=== Problem to work on ===
Report every line of the records below that contains the word "concrete", treating uppercase and lowercase as different.

Start Records provided

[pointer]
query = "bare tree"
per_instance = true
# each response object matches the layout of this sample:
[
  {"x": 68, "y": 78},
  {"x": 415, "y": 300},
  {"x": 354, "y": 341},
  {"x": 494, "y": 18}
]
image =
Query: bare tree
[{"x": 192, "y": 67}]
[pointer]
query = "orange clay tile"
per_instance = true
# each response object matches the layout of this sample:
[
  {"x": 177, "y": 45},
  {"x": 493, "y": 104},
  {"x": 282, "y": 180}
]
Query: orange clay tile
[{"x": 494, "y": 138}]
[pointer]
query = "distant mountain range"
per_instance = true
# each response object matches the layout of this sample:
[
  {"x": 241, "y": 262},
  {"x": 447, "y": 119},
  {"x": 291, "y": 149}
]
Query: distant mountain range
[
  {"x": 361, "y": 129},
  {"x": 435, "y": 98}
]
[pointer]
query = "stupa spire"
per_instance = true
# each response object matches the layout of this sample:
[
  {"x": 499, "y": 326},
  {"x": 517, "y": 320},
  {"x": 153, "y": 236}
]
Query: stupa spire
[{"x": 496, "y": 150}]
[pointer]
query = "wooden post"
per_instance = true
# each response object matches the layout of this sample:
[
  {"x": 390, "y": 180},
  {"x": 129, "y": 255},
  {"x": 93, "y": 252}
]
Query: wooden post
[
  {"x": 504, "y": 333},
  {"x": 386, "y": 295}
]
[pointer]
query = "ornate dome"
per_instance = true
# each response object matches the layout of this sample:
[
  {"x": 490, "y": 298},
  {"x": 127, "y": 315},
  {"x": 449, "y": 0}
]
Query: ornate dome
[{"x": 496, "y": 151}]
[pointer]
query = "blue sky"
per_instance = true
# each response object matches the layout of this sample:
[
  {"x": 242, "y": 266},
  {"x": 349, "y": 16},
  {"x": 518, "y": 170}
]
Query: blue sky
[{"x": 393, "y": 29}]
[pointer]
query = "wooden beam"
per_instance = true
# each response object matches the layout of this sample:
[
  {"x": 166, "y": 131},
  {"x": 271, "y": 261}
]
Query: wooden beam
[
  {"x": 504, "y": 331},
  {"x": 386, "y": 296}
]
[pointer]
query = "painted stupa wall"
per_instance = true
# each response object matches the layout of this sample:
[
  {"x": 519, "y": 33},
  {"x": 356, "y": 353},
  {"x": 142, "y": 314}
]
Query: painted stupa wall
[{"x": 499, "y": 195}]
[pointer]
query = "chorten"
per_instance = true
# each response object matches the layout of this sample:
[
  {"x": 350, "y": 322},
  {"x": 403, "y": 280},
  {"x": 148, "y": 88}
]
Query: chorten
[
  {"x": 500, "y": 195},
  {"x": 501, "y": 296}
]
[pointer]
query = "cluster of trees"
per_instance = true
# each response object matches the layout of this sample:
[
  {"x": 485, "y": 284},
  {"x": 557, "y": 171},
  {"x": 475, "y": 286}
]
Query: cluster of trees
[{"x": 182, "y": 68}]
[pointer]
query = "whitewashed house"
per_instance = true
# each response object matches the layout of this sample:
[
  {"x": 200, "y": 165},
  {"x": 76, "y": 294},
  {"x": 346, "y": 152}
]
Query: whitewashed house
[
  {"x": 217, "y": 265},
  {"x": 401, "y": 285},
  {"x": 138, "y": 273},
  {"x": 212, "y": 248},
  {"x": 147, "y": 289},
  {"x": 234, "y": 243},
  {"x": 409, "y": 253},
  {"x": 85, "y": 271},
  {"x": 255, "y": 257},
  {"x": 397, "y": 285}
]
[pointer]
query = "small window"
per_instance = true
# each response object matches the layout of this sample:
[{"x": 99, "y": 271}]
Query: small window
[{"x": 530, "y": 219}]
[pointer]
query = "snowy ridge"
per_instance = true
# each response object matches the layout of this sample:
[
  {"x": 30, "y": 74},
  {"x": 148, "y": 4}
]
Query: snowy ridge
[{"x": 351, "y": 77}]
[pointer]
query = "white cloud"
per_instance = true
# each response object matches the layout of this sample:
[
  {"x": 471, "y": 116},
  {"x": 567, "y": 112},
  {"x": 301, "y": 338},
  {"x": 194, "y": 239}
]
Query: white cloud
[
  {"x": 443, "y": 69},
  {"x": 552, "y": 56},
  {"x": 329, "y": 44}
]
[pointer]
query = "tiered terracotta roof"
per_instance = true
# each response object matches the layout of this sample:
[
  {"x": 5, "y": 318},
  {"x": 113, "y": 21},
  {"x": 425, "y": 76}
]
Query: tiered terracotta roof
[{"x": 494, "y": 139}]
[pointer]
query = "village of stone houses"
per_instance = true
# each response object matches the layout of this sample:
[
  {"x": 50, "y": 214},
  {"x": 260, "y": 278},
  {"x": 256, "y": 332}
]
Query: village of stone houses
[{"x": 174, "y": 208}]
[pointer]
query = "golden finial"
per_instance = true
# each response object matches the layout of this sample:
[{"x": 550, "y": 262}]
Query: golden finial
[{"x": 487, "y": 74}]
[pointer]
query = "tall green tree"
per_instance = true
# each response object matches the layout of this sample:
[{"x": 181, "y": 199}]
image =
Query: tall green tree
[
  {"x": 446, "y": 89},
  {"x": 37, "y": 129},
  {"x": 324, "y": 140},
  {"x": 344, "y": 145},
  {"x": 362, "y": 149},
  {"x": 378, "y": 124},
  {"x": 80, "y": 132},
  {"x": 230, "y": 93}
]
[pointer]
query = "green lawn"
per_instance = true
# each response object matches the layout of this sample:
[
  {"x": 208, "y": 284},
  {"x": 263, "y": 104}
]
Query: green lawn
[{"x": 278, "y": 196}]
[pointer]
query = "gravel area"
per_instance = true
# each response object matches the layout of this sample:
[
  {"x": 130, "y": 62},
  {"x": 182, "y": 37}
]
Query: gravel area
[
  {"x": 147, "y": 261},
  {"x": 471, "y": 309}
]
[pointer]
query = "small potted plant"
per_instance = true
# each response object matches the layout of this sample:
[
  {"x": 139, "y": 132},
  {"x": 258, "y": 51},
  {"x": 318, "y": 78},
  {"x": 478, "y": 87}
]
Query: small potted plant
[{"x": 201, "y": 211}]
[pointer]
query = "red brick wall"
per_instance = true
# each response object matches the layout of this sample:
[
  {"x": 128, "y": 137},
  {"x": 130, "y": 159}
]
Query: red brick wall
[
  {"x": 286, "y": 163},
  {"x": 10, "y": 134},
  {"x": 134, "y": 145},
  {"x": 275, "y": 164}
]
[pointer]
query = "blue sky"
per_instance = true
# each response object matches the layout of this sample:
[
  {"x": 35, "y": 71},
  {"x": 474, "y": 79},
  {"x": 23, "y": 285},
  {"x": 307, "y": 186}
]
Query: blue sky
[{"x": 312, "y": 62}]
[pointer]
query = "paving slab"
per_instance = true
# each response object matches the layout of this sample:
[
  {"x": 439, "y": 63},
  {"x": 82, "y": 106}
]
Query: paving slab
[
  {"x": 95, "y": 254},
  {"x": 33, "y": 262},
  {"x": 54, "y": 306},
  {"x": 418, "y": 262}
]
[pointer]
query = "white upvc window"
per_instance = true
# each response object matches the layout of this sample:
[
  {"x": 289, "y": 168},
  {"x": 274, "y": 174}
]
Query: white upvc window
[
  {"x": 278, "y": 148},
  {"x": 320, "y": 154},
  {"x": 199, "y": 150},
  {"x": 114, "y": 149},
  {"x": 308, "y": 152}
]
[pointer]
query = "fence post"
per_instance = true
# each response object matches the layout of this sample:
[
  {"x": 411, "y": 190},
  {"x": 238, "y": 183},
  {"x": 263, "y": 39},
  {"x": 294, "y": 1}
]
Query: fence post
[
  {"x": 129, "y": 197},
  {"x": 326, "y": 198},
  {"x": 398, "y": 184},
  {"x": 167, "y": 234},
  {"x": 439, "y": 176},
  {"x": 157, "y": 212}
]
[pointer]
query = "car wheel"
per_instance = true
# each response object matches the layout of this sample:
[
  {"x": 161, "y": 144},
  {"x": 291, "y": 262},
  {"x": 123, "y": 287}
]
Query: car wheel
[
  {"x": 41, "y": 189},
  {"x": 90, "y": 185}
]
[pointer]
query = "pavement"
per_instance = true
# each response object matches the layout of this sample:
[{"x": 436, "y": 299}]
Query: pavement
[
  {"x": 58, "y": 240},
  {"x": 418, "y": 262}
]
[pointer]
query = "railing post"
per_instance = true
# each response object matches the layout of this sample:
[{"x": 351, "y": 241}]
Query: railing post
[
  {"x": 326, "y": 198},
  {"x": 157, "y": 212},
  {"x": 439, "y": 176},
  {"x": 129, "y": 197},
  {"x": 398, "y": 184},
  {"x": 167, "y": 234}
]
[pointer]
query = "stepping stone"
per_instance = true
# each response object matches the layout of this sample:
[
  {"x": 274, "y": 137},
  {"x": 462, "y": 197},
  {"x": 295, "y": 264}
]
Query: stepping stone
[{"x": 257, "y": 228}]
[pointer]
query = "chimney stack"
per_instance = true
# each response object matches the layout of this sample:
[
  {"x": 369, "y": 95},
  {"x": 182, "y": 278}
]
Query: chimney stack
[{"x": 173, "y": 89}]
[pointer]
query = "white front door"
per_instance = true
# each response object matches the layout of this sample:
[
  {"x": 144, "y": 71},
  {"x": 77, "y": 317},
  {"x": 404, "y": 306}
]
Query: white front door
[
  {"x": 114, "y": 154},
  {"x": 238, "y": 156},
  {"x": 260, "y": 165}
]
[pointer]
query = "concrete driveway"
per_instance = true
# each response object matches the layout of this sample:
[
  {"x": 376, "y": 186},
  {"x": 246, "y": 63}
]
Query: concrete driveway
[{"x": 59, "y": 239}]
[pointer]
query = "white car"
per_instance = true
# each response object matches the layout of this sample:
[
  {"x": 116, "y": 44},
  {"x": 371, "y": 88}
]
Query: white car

End Records provided

=== Result of this task ===
query = "concrete driveway"
Query: concrete driveway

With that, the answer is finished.